The problem: Write out all of the records precisely. Skip anything that is a picture.

Data listing:
________

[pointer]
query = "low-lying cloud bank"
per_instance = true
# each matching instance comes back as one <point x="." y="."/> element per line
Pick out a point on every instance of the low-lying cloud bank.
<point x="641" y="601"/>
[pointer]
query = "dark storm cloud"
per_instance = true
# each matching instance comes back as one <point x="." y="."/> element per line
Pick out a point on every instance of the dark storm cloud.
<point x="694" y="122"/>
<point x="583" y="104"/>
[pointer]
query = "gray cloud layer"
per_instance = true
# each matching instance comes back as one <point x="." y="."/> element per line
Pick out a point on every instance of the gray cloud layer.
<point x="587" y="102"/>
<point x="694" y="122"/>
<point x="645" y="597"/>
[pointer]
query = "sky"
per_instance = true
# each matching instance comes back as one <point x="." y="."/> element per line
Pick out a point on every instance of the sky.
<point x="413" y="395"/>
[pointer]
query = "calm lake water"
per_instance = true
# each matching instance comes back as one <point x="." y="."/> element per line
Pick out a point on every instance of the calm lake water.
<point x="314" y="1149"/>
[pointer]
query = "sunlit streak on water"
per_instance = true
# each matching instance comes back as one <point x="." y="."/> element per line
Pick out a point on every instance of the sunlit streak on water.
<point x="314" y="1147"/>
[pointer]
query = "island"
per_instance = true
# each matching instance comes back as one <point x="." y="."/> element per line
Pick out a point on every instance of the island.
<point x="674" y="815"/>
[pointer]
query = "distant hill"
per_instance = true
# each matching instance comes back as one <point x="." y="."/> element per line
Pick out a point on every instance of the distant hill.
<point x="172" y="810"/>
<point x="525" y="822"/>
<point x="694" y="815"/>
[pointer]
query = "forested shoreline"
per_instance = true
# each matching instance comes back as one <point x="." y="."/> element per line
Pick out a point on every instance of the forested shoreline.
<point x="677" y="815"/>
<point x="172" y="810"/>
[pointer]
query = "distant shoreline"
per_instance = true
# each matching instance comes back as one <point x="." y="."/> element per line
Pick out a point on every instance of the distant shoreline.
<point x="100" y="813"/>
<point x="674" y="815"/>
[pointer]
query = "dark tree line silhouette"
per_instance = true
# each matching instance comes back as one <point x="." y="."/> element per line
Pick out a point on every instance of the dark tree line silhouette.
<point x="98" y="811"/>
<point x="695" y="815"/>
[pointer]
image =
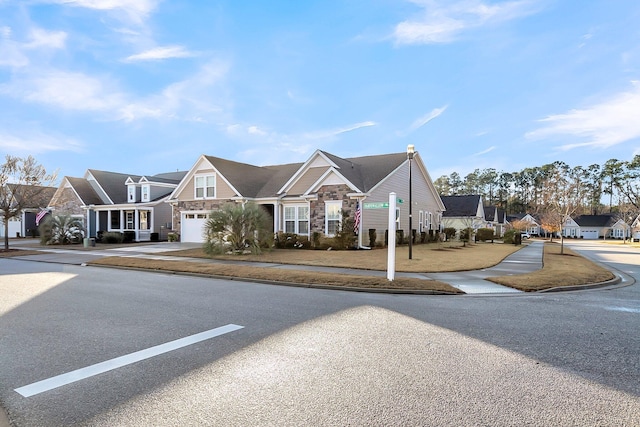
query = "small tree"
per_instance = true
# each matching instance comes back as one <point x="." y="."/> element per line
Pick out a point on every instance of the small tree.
<point x="552" y="223"/>
<point x="345" y="238"/>
<point x="237" y="228"/>
<point x="22" y="181"/>
<point x="61" y="230"/>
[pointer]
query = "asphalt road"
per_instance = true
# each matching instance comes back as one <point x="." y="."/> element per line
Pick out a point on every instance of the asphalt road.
<point x="314" y="357"/>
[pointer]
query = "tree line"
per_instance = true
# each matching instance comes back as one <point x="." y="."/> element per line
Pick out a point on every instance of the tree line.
<point x="613" y="187"/>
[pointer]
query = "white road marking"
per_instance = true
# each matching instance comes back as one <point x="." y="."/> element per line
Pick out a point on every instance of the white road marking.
<point x="623" y="309"/>
<point x="118" y="362"/>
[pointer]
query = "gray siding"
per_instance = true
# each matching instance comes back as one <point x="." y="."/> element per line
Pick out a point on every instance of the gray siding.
<point x="423" y="200"/>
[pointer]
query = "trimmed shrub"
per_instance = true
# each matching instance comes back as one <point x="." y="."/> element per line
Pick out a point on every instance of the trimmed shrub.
<point x="372" y="237"/>
<point x="484" y="234"/>
<point x="112" y="237"/>
<point x="509" y="236"/>
<point x="450" y="232"/>
<point x="61" y="230"/>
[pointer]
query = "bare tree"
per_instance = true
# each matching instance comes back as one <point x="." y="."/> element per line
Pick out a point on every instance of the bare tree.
<point x="563" y="195"/>
<point x="22" y="180"/>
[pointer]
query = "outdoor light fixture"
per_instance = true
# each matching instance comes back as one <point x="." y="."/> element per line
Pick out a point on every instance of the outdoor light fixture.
<point x="410" y="153"/>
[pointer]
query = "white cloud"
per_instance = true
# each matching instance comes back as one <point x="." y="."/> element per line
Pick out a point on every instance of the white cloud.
<point x="159" y="53"/>
<point x="35" y="142"/>
<point x="61" y="89"/>
<point x="195" y="97"/>
<point x="603" y="125"/>
<point x="418" y="123"/>
<point x="16" y="54"/>
<point x="135" y="10"/>
<point x="483" y="152"/>
<point x="442" y="21"/>
<point x="43" y="38"/>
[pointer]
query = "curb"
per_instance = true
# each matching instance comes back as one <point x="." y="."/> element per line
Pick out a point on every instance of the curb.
<point x="587" y="286"/>
<point x="277" y="283"/>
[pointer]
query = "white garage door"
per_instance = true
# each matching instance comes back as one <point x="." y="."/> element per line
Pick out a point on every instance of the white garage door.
<point x="192" y="225"/>
<point x="590" y="234"/>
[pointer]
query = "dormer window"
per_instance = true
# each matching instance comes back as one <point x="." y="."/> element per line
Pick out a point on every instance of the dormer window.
<point x="145" y="193"/>
<point x="131" y="193"/>
<point x="205" y="186"/>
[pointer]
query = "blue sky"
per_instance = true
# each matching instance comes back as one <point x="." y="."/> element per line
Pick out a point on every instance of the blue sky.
<point x="146" y="86"/>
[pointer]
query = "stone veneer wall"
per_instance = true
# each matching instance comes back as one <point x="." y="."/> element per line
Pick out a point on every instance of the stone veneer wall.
<point x="67" y="202"/>
<point x="329" y="193"/>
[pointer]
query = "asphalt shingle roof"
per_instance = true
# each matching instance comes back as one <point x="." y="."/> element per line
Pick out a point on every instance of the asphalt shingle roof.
<point x="595" y="220"/>
<point x="85" y="191"/>
<point x="461" y="205"/>
<point x="265" y="181"/>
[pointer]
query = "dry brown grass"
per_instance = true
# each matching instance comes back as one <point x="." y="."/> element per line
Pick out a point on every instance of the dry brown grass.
<point x="432" y="258"/>
<point x="17" y="252"/>
<point x="278" y="275"/>
<point x="558" y="270"/>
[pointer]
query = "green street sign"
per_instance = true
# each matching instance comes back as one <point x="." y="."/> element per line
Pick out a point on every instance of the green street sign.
<point x="378" y="205"/>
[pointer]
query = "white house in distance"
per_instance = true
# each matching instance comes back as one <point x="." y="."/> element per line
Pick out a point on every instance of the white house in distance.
<point x="304" y="198"/>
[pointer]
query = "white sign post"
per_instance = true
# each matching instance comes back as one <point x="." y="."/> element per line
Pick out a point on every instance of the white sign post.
<point x="391" y="254"/>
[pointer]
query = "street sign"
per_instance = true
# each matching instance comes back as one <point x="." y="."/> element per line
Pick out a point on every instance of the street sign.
<point x="379" y="205"/>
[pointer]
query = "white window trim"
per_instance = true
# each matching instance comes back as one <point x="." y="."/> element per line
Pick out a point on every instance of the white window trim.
<point x="131" y="193"/>
<point x="326" y="216"/>
<point x="146" y="187"/>
<point x="204" y="191"/>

________

Written solution:
[pointer]
query = "low-lying cloud bank"
per_instance = true
# each matching instance comes back as one <point x="." y="."/> element per line
Pick out a point on every instance of the low-lying cloud bank.
<point x="641" y="601"/>
[pointer]
query = "dark storm cloud"
per_instance = true
# each matching instance comes back as one <point x="." y="."/> element per line
Pick out a point on every instance of the dark storm cloud.
<point x="694" y="122"/>
<point x="583" y="104"/>
[pointer]
query = "gray cloud layer"
per_instance = true
# each matching instance comes back as one <point x="." y="."/> element per line
Pick out a point on every instance of the gray cloud layer.
<point x="587" y="102"/>
<point x="694" y="122"/>
<point x="645" y="597"/>
[pointer]
query = "sky"
per_instance = true
# each matching instance comes back as one <point x="." y="."/> element per line
Pick out a point on every instance of the sky.
<point x="413" y="395"/>
[pointer]
query = "calm lake water"
per_instance = true
# each matching instance comes back as one <point x="." y="."/> element per line
Pick out a point on every instance of the calm lake water.
<point x="314" y="1149"/>
[pointer]
query = "sunlit streak on water"
per_instance = true
# each matching instance comes back as one <point x="." y="."/> element per line
Pick out a point on every instance of the sunlit streak on water.
<point x="314" y="1147"/>
[pointer]
query = "island"
per_instance = true
# each matching instance comes back as one <point x="." y="."/> element per line
Pick out a point on every instance of the island.
<point x="674" y="815"/>
[pointer]
query = "distant hill"
per_instance = true
# each matching instance comes back as one <point x="." y="."/> element per line
Pick out a point on every instance of the distant hill.
<point x="172" y="810"/>
<point x="525" y="822"/>
<point x="694" y="815"/>
[pointer]
query = "forested shoreline"
per_instance = true
# each matching instance comes back as one <point x="." y="."/> element per line
Pick out a point on every instance of the forested shoreline.
<point x="677" y="815"/>
<point x="172" y="810"/>
[pointer]
query = "distant shoreline"
per_instance = true
# each matching instance comes back as one <point x="." y="."/> element per line
Pick out a point on every instance of the distant shoreline.
<point x="100" y="813"/>
<point x="674" y="815"/>
[pointer]
query = "dark tree line silhouette"
per_instance = true
# each matching instance comes back as one <point x="." y="."/> element per line
Pick out a point on every instance of the dark tree line silhouette.
<point x="98" y="811"/>
<point x="695" y="815"/>
[pointer]
image =
query = "small tree"
per_instance = true
# each matching instance comes back as one <point x="." y="."/> element per line
Pick out a point on every instance of the small tree.
<point x="552" y="223"/>
<point x="345" y="238"/>
<point x="237" y="228"/>
<point x="22" y="181"/>
<point x="61" y="230"/>
[pointer]
query = "asphalt road"
per_instance = true
# each matching instance comes back as one <point x="." y="."/> element per line
Pick out a point on every instance of the asphalt road.
<point x="314" y="357"/>
[pointer]
query = "tree line"
per_instance = true
# each matching instance comes back as one <point x="." y="."/> element per line
Pick out a point on every instance of the tree line.
<point x="613" y="187"/>
[pointer]
query = "white road marking"
per_instance = true
# each matching instance comes back as one <point x="." y="."/> element per line
Pick out a point on every instance of the white road marking.
<point x="623" y="309"/>
<point x="118" y="362"/>
[pointer]
query = "gray siding"
per_instance = true
# each matching instance comes back as one <point x="." y="."/> element per line
Pick out a point on every instance of the gray siding.
<point x="423" y="200"/>
[pointer]
query = "trimmed shrub"
per_instance = true
# each matching instance comes back as one <point x="." y="."/> element per line
Pick out a point on every instance of the trimmed shrub.
<point x="372" y="237"/>
<point x="484" y="234"/>
<point x="112" y="237"/>
<point x="509" y="236"/>
<point x="450" y="232"/>
<point x="61" y="230"/>
[pointer]
query = "bare tree"
per_instance = true
# each matching instance comes back as one <point x="." y="."/> element per line
Pick out a point on every instance of the bare tree.
<point x="563" y="195"/>
<point x="22" y="180"/>
[pointer]
query = "outdoor light fixture"
per_instance = true
# each matching instance comes back as one <point x="." y="."/> element per line
Pick out a point on every instance of the outdoor light fixture.
<point x="410" y="153"/>
[pointer]
query = "white cloud"
per_instance = true
# each matching instance comes back as one <point x="." y="."/> element per line
Pick out a point on every instance of the white cloud.
<point x="159" y="53"/>
<point x="35" y="142"/>
<point x="61" y="89"/>
<point x="195" y="97"/>
<point x="603" y="125"/>
<point x="418" y="123"/>
<point x="16" y="54"/>
<point x="135" y="10"/>
<point x="483" y="152"/>
<point x="442" y="21"/>
<point x="43" y="38"/>
[pointer]
query = "curb"
per_instance = true
# each matching instance comes back as one <point x="." y="."/> element per line
Pick out a point on every instance of the curb.
<point x="587" y="286"/>
<point x="277" y="283"/>
[pointer]
query = "white garage door"
per_instance = true
# each matching instance comes back as one <point x="." y="."/> element per line
Pick out a point on every instance of the white garage door.
<point x="192" y="225"/>
<point x="590" y="234"/>
[pointer]
query = "dormer window"
per_instance = true
# each matching instance comes back as one <point x="." y="."/> element per line
Pick out a point on every instance of the dormer window.
<point x="145" y="193"/>
<point x="131" y="193"/>
<point x="205" y="186"/>
[pointer]
query = "blue sky"
per_instance = true
# each matching instance comes back as one <point x="." y="."/> element per line
Pick out a point on every instance of the blue sky.
<point x="146" y="86"/>
[pointer]
query = "stone veneer wall"
per_instance = true
# each matching instance comes back as one <point x="." y="."/> element per line
Pick out a point on every instance of the stone veneer wall.
<point x="67" y="202"/>
<point x="329" y="193"/>
[pointer]
query = "asphalt shingle roof"
per_instance = true
# each matching instance comes back as one <point x="." y="."/> element per line
Pick out a point on every instance of the asphalt shingle roof.
<point x="595" y="220"/>
<point x="85" y="191"/>
<point x="461" y="205"/>
<point x="265" y="181"/>
[pointer]
query = "dry brown grass"
per_instance = true
# each matching instance comes back as one <point x="." y="."/> element per line
Pick out a point on every instance of the dry brown grass.
<point x="432" y="258"/>
<point x="17" y="252"/>
<point x="278" y="275"/>
<point x="558" y="270"/>
[pointer]
query = "green street sign"
per_instance = true
# each matching instance comes back as one <point x="." y="."/> element per line
Pick out a point on every instance of the green street sign.
<point x="378" y="205"/>
[pointer]
query = "white house in distance"
per_instance = true
# each matching instance comes back as one <point x="." y="."/> element per line
Pick out a point on every instance of the white house in distance.
<point x="304" y="198"/>
[pointer]
query = "white sign post"
per_instance = true
# each matching instance comes back as one <point x="." y="."/> element per line
Pick out a point on every instance of the white sign post.
<point x="391" y="254"/>
[pointer]
query = "street sign"
per_instance = true
# each matching instance comes back as one <point x="." y="."/> element per line
Pick out a point on every instance of the street sign.
<point x="379" y="205"/>
[pointer]
query = "white window trim"
per_instance = true
# each matching instance comes back as one <point x="." y="."/> element per line
Pick out a point on every instance of the white window trim.
<point x="131" y="193"/>
<point x="326" y="216"/>
<point x="146" y="187"/>
<point x="204" y="191"/>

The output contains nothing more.